Exercise 1:
Recast the records, starting with the line that contains "of the bookshop" and going on through the end of the records, as a two-column CSV with the columns "request" and "answer". Give one row per request, with its text and its answer each in one quoted field and line breaks turned into spaces.

Extract:

Thursday, January 28, 2010
No poetry or prose tonight, kids. Just red wine inspired babblings. You are not allowed to complain. Blogging used to be a large part of my journey, into deeper thresholds of self awareness, and even further with creative whiteboarding and rubber milling. Feedback and stuff.
Clearly, I stepped back from the intensive outlet for awhile. Any number of reasons, none of them particularly relevant this evening.
Are there many lonely hearts out in the world? I admit it's been a long time since I've taken a look. Seems that technology makes it pretty easy to find what you're looking for, or at least something to fill in the time while you're still looking.
I used to spend an ... inordinate ... amount of time on alt, whereby I flexed my vocabulary skills while entertaining my cock. Met some interesting peoples, online at least (they have a large blogging community, go figure), and for awhile I amassed what could only be described as a certain degree of popularity.
This is not something I suffer from here, by the way. (In case it wasn't obvious.)
Slut and I are doing as well as can be expected for lovers who are 3000 miles apart, and I am working on maintaining my health and writing a novel of orcs and elves and dwarves and the creation of a new world and ... blogging is not the outlet it once was, for me.
Part of being Dominant, in my experience, is the ability to create an emotional vacuum, a bubble of sorts, so that the needs of the submissive are met and focused upon. This sounds terribly cold and calculating, but it's not necessarily that.
Some of the precepts of BDSM, that which involve torture or masochism, can be cruel. Intentionally so. So, you need to be able to give that its place. And you need to be able to remember that beneath the sadism, you must be a gentle, caring, loving and attentive boyfriend/lover/husband.
Personally, I enjoy the duplicity of letting my inner Beast get his "playtime" and still being able to have a loyal and sexy and attentive woman in my life to talk about such things as George R.R. Martin, or House, or cuddling in front of the fire.
I digress. It's the wine.
I am inclined to state the obvious, because I think in the heat of passion, of needs or wants fulfilled, of - to be frank - holes getting filled, both literally and figuratively, we are able to lose sight of a bigger picture, of goals, of things that we ought should be doing with our life.
I recently was contacted by a woman who I used to chat with. Strikingly attractive woman, make no mistake. I used to chat with a few, last year - but this one is not likely to read my blog.
Naturally, I told Slut of this contact, and we spent a few minutes talking about it. I spoke mildly favorably of the woman, because I am a gentleman, and I did not see the purpose of calling the girl a psychotic wanton whore (I am no fool. It would reflect poorly on myself if I was chatting some crazy bitch up a year ago, eh?)
Slut's response, as modest as she is, was that she was still quite a catch, because she's loyal and loving - and I cut her off.

Raw records:
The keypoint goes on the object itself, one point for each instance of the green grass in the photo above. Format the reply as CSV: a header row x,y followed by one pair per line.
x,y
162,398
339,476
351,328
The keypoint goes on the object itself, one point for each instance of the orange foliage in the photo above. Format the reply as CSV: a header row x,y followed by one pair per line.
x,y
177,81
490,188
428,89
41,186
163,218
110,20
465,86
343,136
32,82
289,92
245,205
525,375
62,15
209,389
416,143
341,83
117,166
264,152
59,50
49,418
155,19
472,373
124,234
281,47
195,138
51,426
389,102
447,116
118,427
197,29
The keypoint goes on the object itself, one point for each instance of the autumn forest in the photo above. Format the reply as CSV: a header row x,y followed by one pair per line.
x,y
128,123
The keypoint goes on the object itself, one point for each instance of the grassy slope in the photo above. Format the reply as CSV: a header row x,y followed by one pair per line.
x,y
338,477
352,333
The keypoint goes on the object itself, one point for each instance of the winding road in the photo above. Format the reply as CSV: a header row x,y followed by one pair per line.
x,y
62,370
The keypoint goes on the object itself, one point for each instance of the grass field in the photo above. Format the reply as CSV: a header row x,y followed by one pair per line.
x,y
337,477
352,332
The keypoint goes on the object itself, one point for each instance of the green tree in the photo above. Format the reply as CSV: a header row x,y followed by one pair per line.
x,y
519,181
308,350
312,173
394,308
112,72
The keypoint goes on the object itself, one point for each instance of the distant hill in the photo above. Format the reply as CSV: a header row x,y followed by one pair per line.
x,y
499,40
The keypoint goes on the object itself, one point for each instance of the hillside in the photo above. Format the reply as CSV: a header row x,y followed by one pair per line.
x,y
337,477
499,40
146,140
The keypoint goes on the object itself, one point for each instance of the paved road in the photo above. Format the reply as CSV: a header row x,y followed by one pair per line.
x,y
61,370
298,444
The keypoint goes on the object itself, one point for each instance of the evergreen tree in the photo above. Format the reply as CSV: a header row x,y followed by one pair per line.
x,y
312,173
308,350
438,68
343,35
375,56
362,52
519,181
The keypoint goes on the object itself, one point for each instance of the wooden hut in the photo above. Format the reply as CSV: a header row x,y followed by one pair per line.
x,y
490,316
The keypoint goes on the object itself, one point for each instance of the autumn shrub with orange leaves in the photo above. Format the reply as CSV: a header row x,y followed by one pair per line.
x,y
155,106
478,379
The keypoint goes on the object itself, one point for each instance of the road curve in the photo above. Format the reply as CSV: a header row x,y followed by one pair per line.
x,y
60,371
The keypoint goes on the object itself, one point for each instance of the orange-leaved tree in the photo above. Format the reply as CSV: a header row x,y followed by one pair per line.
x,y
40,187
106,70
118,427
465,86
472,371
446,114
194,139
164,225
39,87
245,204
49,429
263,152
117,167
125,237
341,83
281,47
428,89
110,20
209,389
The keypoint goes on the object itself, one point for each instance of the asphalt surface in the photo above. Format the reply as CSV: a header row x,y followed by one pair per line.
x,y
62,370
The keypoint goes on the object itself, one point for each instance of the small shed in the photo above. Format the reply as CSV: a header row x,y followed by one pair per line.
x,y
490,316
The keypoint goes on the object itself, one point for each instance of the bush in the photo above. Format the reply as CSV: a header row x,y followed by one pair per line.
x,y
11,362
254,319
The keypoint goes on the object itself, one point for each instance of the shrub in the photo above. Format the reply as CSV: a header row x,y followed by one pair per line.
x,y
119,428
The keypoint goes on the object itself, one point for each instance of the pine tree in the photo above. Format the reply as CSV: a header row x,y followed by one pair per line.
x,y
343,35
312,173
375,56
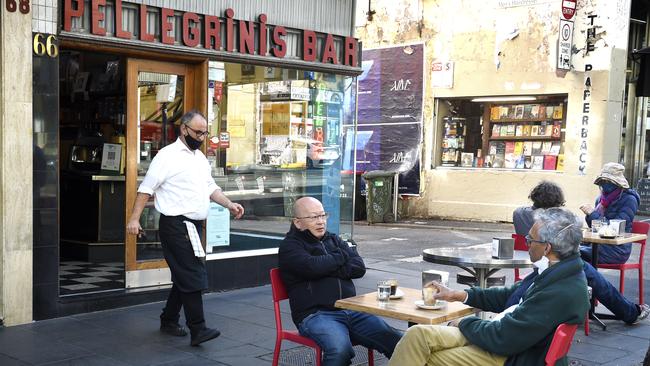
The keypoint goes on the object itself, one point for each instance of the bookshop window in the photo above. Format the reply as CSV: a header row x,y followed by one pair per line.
x,y
516,135
277,135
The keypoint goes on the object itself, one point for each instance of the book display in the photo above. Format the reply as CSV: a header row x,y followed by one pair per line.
x,y
453,142
525,136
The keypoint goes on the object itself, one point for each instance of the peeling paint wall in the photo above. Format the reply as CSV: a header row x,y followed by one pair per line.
x,y
499,49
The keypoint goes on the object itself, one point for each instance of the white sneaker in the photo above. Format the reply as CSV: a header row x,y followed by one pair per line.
x,y
644,311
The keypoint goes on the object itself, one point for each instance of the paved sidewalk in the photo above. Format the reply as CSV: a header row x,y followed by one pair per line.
x,y
130,336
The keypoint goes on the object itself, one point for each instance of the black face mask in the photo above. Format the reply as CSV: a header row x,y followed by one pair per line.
x,y
192,143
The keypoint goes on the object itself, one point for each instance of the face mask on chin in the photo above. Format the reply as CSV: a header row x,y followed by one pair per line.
x,y
542,264
192,143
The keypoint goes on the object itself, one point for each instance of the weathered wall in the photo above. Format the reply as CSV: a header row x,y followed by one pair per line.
x,y
15,167
503,50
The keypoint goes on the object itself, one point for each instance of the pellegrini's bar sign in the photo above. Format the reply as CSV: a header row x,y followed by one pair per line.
x,y
241,37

Exercise 2:
Copy the blog post again starting with "I used to spend" and going on through "was, for me.", swapping "orcs" for "goblins".

Correct response 1:
request,answer
"The keypoint goes on the object itself, one point for each instance of the bookshop window in the photo above. Format the reply as CSV: a header row x,y followed by one pair per line.","x,y 516,135 277,135"
"The keypoint goes on the object itself, one point for each instance of the book display in the photo above. Format the reply as CSV: a header row x,y followed by one pair per line.","x,y 453,142 525,136"
"The keypoint goes on the object itself, one point for each instance of the peeling paint wall in the photo above. Format the reply as CSV: a header row x,y followed by one pair per line.","x,y 499,49"
"The keypoint goes on the object itself, one point for each instance of the white sneaker in the photo above. Format the reply as CSV: a header row x,y followed by one pair per line.","x,y 644,311"
"The keypoint goes on the object itself, one point for each instance of the paved sidewalk in the photo above. Format the reply as CSV: a header row x,y followed by one pair per line.","x,y 130,336"
"The keypoint goes on the object itself, one point for each instance of the black face mask in the photo above. Format the reply as CSV: a header row x,y followed by one pair per line.","x,y 192,143"
"The keypoint goes on the object itself, one point for each instance of the face mask on chin in the photo above. Format the reply as CSV: a header row x,y followed by one pair per line.","x,y 542,264 192,143"
"The keypoint goes on the object itself, one point for each instance of the weathered wall in the photo above. Format the reply as CSV: a header row x,y followed by one pair per line.","x,y 15,167 503,50"
"The keypoint goes on the object itself, one point for each instance of the pellegrini's bar sign in the photo above. Format the reply as CSV: a header row x,y followed by one pair per line.","x,y 241,37"

Correct response 2:
I used to spend an ... inordinate ... amount of time on alt, whereby I flexed my vocabulary skills while entertaining my cock. Met some interesting peoples, online at least (they have a large blogging community, go figure), and for awhile I amassed what could only be described as a certain degree of popularity.
This is not something I suffer from here, by the way. (In case it wasn't obvious.)
Slut and I are doing as well as can be expected for lovers who are 3000 miles apart, and I am working on maintaining my health and writing a novel of goblins and elves and dwarves and the creation of a new world and ... blogging is not the outlet it once was, for me.